Insight translation: bridging the gap between research and design
If design is problem solving, then design research is problem seeking. Expressing these design problems or opportunities in a meaningful and inspirational manner can be the difference between great design thinking and wasted time and money. Insight translation provides a
clear transition from customer meaning to product attributes – focusing team creativity for market success.
This presentation will demonstrate examples of insight translation and provide 4 principles for doing it:
-Meaningful: clearly linked to the research data
-Actionable: the research approach is designed to deliver data that affords translation
-Aspirational: expresses what people wish
-Inspirational: inspires companies to pursue great design and ignites designer intuition
For two decades Marty Gage has pioneered participatory design techniques in order to liberate the unspoken desires of user populations. He has established that user involvement at the earliest stages of the development process provides unprecedented insight for designers, engineers and marketers. Using multi-sensory toolkits along with state-of-the-art ethnography, he provides creative fuel for design firms, engineering firms, and corporate design teams internationally. His intimate experience with creative teams and his understanding of the design process allow him to turn research findings into simple, actionable design criteria and opportunities. His body of work crosses industrial and consumer product categories encompassing subject matter as diverse as weapons systems and baby diapers.

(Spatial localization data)
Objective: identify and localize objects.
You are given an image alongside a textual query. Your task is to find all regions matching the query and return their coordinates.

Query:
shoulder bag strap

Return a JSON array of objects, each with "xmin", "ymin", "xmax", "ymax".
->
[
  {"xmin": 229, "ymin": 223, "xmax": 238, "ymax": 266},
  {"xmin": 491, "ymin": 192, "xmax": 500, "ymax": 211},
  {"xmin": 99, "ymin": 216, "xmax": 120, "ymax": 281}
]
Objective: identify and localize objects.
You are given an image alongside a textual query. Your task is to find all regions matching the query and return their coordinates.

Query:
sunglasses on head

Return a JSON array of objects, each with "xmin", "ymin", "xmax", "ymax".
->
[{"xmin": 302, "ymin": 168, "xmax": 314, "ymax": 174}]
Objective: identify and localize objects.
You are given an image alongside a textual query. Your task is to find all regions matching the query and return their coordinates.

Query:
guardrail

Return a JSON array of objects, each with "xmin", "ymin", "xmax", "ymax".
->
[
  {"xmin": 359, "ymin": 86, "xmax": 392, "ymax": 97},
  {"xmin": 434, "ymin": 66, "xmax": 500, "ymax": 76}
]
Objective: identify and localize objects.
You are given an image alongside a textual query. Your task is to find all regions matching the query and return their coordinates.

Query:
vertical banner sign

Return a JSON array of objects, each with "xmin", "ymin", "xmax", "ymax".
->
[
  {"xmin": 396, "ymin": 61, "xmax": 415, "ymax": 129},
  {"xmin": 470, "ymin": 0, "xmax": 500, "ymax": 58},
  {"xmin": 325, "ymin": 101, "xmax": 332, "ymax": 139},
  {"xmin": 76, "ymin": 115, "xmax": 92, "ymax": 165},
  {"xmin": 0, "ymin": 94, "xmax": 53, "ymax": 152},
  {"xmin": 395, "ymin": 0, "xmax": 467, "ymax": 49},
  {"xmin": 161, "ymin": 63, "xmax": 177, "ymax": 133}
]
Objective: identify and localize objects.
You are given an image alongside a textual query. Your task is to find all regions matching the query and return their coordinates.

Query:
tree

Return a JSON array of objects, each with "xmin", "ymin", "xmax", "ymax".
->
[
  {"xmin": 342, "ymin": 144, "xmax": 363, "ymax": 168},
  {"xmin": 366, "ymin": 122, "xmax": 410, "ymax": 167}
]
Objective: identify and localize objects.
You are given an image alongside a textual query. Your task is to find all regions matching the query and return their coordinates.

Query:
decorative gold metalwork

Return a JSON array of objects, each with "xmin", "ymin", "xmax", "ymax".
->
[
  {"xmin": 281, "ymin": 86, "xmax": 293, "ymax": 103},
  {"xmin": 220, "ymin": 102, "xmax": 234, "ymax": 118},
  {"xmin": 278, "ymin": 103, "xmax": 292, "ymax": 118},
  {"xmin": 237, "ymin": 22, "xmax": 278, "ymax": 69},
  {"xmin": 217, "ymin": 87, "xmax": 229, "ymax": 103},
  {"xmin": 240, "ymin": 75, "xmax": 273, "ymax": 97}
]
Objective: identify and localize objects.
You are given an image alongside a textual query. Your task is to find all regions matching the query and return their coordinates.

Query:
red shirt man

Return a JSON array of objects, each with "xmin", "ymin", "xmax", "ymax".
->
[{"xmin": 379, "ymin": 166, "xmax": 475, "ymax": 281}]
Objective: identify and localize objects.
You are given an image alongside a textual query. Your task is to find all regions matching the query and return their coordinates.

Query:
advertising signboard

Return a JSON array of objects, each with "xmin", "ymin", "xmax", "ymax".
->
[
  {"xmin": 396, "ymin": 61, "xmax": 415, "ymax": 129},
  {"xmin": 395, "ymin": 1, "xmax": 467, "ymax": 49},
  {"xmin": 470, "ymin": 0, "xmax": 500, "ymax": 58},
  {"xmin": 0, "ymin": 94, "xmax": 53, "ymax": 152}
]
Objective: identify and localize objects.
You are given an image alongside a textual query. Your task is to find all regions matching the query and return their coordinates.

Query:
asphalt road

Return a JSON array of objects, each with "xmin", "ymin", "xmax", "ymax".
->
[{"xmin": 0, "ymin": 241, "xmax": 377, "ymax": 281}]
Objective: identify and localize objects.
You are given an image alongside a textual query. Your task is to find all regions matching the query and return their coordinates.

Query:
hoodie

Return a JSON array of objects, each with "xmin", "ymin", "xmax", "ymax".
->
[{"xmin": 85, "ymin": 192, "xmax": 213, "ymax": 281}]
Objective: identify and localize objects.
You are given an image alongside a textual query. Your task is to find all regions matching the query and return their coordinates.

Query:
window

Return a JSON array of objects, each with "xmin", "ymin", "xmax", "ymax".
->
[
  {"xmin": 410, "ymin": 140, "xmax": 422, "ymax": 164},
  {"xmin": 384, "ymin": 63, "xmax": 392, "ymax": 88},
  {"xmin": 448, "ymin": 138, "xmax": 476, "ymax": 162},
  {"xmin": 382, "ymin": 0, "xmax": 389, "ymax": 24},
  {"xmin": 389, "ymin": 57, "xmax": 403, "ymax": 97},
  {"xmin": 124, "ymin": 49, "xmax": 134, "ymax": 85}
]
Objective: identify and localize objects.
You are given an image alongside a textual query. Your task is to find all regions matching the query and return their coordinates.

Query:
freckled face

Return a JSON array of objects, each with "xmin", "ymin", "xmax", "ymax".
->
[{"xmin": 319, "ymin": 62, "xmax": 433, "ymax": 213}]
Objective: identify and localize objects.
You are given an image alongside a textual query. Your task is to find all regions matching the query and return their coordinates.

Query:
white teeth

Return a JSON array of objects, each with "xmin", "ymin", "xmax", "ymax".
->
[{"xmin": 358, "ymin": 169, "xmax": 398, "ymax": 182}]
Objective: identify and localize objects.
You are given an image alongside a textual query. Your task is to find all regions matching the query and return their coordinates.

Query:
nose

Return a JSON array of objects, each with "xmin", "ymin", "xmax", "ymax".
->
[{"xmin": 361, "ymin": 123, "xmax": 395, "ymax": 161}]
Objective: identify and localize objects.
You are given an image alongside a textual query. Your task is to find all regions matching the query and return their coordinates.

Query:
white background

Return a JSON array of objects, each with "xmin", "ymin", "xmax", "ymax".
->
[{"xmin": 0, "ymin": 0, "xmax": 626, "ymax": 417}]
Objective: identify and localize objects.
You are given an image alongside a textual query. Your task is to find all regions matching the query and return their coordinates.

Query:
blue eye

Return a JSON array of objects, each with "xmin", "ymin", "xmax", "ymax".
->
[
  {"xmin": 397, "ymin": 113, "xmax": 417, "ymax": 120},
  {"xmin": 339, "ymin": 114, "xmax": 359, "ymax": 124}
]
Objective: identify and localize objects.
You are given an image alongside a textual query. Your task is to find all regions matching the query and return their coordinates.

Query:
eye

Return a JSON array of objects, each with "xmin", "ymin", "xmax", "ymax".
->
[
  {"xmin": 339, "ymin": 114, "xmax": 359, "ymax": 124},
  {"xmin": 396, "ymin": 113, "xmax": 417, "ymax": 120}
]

**Required tasks**.
**A.** Reproduce the insight translation text word for word, everything from "Insight translation: bridging" down to "for market success.".
**B.** Take the text on insight translation further, writing on from its final sentence.
The rows play no part in the tasks and can be set aside.

**Replies**.
**A.**
Insight translation: bridging the gap between research and design
If design is problem solving, then design research is problem seeking. Expressing these design problems or opportunities in a meaningful and inspirational manner can be the difference between great design thinking and wasted time and money. Insight translation provides a
clear transition from customer meaning to product attributes – focusing team creativity for market success.

**B.**
Marty recently merged his design research firm, Rocket Surgery, with lextant Corporation, a user experience consultancy. This merger is the logical extension of a long collaboration with Chris Rockwell, founder and president of lextant. Marty heads the Design Research Practice at lextant.
Marty founded Rocket Surgery in 2002, after having co-founded the research firm SonicRim in 1999. Previously he practiced as a member of the research team at Fitch Inc. for 10 years, where he helped to establish Fitch as a leader in design research.
Marty has won numerous design awards and has published widely on design research, including a chapter on participatory design research methods in the book, Human Factors Testing and Evaluation Methods. He has served on the Business Week-sponsored Industrial Design Excellence Awards jury, evaluating the research entries in particular, and is frequently asked to speak at design conferences and schools such as The College of Creative Studies, The Cranbrook Academy, The Ohio State University and The Savannah College of Art & Design. Marty holds his BA in Psychology from Hendrix College and earned his MS in Human Factors Psychology from Wright State University.